Arti Ilmu Kalam Menurut Ibnu Khaldun
Menurut Ibnu Khaldun, ilmu kalam adalah ilmu
yang memuat beberapa alasan untuk mempertahankan keimanan agama Islam dengan
menggunakan dalil-dalil aqli (pikiran), serta memuat pula bantahan terhadap
orang yang mengingkarinya dan berbeda pandangan dengan pemahaman salaf dan ahli
sunah.
Ilmu kalam disebut juga ilmu tauhid karena
pokok pembahasannya dititikberatkan kepada keesaan Allah, baik Zat-Nya maupun
perbuatan-Nya. Selain itu, ilmu kalam disebut juga ilmu ushuluddin karena pokok
bahasannya meliputi persoalan-persoalan mendasar di dalam agama. Ada juga yang
menyebut ilmu kalam sebagai ilmu aqidah karena banyak membicarakan
persoalan-persoalan kepercayaan (aqidah) dan dasar-dasar ajaran agama.

* DATA YANG DIBERIKAN:

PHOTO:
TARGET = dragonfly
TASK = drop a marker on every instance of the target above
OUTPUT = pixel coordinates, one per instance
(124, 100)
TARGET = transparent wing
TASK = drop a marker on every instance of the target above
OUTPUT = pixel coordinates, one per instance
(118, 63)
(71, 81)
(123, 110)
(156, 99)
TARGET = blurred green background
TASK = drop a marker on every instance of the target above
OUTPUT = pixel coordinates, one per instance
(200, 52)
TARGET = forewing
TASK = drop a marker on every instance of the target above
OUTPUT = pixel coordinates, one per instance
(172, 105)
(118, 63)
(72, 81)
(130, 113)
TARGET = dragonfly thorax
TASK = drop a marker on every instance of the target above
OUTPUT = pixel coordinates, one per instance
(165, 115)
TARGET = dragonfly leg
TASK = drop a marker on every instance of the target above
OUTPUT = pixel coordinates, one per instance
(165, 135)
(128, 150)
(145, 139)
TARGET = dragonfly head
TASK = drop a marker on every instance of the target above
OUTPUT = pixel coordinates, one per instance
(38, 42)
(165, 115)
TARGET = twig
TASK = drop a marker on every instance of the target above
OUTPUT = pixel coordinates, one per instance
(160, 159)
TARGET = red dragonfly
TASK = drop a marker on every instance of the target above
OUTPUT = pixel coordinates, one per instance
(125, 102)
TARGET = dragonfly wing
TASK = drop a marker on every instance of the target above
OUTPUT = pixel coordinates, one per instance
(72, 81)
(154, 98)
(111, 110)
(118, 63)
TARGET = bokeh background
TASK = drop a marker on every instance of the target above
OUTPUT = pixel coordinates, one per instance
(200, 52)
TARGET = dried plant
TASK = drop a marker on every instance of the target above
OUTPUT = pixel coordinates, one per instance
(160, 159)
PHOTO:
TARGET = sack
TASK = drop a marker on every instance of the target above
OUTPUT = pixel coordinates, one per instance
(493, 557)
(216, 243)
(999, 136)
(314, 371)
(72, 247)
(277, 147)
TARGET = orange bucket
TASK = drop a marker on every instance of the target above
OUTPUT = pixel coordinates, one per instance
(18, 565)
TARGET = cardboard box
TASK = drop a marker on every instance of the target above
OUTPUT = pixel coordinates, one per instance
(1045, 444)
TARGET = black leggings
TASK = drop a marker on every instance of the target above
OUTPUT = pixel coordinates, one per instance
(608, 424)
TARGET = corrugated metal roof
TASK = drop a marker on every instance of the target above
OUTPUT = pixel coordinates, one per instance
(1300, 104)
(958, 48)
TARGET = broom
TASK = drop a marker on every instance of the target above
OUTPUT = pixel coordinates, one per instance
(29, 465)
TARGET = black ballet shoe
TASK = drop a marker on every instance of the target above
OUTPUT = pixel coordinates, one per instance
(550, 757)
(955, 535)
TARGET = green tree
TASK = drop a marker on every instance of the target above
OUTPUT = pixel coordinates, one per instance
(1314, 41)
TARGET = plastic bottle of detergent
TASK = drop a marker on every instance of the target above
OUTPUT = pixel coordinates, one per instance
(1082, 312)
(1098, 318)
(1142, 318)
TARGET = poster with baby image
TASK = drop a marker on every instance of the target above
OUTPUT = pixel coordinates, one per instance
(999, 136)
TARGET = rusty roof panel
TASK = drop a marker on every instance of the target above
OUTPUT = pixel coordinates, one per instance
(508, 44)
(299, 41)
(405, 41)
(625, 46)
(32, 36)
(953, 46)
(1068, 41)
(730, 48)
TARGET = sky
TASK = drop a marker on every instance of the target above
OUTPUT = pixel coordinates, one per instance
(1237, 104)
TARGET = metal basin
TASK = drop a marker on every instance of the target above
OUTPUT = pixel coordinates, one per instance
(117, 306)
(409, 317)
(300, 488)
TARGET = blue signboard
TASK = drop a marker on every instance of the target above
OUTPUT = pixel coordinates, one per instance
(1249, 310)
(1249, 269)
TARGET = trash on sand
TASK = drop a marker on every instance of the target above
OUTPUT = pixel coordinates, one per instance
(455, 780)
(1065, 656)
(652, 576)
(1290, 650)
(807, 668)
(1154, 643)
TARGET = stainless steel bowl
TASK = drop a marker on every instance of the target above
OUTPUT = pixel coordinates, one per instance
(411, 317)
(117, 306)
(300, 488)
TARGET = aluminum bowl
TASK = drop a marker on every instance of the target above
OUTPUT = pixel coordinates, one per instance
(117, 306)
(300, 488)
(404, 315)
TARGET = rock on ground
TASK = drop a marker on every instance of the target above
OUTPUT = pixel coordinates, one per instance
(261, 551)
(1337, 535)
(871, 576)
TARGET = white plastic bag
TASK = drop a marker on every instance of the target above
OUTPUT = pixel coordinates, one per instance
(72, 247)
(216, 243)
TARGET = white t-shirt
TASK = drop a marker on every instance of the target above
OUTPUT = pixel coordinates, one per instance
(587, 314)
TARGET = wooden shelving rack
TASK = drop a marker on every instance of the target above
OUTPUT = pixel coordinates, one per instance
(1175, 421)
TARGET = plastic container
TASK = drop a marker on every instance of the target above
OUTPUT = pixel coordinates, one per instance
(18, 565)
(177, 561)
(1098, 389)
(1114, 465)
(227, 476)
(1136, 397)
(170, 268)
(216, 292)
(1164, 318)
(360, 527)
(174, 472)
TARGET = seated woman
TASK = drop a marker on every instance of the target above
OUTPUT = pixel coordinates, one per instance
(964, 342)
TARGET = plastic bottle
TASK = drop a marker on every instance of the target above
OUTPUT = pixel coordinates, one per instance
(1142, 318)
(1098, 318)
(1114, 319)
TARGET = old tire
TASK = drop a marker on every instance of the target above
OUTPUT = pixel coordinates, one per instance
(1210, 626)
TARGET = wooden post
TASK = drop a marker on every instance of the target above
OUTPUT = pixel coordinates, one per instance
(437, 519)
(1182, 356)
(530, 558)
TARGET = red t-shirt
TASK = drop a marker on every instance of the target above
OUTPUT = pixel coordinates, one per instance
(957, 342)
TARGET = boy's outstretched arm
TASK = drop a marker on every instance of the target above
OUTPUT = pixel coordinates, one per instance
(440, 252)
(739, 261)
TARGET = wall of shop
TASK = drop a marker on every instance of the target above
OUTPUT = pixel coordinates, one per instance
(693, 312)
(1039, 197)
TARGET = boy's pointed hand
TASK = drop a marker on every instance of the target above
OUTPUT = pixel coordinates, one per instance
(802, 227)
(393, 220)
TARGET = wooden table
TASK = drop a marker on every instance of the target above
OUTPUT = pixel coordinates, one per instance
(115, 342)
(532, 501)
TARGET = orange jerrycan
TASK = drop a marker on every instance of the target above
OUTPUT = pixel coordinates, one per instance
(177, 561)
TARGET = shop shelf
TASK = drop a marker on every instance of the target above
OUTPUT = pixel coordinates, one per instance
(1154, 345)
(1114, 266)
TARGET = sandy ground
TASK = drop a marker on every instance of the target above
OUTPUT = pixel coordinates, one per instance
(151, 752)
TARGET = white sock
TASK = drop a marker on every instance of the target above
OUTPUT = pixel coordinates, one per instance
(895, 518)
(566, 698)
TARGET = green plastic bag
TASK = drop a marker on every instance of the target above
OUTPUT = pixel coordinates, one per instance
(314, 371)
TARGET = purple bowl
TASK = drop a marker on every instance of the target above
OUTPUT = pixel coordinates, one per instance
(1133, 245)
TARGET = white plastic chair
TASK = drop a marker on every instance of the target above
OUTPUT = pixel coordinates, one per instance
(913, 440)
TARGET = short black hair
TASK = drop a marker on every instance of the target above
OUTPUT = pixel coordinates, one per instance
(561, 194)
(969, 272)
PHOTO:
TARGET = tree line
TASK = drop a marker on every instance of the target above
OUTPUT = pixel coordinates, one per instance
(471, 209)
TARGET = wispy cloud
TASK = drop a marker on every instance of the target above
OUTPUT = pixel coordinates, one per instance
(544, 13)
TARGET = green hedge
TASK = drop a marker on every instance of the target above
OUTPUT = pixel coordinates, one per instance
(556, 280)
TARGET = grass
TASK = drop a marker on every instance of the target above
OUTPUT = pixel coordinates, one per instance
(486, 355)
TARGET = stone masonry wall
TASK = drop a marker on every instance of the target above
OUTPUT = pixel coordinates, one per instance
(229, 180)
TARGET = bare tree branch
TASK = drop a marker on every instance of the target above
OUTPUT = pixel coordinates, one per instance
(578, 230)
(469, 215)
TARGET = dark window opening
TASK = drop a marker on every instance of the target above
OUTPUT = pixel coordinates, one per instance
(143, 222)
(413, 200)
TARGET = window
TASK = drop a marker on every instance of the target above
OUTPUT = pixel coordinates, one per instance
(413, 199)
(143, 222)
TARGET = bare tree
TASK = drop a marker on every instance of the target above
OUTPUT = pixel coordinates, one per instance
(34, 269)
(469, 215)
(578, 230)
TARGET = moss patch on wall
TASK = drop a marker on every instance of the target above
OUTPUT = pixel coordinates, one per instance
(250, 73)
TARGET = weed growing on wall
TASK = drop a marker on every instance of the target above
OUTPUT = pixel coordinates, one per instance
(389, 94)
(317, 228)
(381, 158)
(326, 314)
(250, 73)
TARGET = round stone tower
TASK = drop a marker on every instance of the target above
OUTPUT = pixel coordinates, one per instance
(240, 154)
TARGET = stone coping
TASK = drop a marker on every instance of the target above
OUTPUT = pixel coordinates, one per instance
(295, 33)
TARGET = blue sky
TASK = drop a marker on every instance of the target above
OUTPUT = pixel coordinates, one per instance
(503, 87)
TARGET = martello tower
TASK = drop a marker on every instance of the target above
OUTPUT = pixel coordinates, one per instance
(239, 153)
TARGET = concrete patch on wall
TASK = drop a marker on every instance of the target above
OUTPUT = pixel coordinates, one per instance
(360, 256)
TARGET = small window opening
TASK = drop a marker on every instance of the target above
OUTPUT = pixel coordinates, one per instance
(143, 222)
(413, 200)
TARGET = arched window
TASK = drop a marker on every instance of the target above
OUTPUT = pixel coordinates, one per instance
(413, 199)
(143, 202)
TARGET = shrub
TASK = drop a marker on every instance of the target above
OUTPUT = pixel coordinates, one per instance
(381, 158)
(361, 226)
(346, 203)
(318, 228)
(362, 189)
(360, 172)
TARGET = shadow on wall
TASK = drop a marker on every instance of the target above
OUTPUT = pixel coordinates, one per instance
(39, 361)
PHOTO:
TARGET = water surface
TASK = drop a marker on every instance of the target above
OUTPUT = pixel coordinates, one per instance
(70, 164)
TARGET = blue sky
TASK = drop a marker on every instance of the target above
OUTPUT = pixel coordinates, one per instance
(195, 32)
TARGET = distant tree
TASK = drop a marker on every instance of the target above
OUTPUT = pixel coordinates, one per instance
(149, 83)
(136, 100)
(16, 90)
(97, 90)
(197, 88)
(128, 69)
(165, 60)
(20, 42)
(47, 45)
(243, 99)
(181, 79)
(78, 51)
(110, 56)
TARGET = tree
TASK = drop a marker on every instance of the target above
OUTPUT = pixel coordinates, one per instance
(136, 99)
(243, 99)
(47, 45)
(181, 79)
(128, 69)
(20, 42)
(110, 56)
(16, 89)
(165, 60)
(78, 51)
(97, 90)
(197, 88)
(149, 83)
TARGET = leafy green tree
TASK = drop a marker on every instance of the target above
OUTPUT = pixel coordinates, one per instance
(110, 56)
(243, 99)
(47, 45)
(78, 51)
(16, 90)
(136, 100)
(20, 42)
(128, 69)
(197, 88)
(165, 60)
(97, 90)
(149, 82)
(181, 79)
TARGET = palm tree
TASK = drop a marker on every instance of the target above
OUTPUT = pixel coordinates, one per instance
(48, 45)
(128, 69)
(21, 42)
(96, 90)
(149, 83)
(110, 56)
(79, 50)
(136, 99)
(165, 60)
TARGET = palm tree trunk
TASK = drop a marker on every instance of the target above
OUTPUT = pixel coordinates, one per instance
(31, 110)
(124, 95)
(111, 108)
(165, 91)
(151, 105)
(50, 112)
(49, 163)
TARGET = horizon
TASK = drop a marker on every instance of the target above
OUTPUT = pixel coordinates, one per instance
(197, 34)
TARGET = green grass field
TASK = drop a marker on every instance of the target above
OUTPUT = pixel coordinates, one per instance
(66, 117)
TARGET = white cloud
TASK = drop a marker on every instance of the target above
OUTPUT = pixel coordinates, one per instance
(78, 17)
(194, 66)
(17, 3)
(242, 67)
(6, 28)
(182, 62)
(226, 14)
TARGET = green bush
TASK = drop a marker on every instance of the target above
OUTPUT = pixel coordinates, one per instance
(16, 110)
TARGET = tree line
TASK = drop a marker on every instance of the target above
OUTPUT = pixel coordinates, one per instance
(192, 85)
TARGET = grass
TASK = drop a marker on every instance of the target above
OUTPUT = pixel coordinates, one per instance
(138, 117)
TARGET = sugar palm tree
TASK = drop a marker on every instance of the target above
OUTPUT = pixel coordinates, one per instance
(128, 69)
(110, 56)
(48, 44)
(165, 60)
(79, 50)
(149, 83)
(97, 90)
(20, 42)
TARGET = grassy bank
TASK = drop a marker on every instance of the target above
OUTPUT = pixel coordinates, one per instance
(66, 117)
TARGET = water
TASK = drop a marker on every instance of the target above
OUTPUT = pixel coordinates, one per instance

* PERINTAH:
Jawablah pertanyaan berikut berdasarkan bacaan tentang ilmu kalam.
(a) Menurut Ibnu Khaldun, dalil apa yang digunakan ilmu kalam untuk mempertahankan keimanan agama Islam?
(b) Mengapa ilmu kalam disebut juga ilmu tauhid?
(c) Sebutan apa yang diberikan kepada ilmu kalam karena banyak membicarakan persoalan kepercayaan dan dasar-dasar ajaran agama?

* HASIL TUGAS:
(a) Dalil-dalil aqli (pikiran).
(b) Karena pokok pembahasannya dititikberatkan kepada keesaan Allah, baik Zat-Nya maupun perbuatan-Nya.
(c) Ilmu aqidah.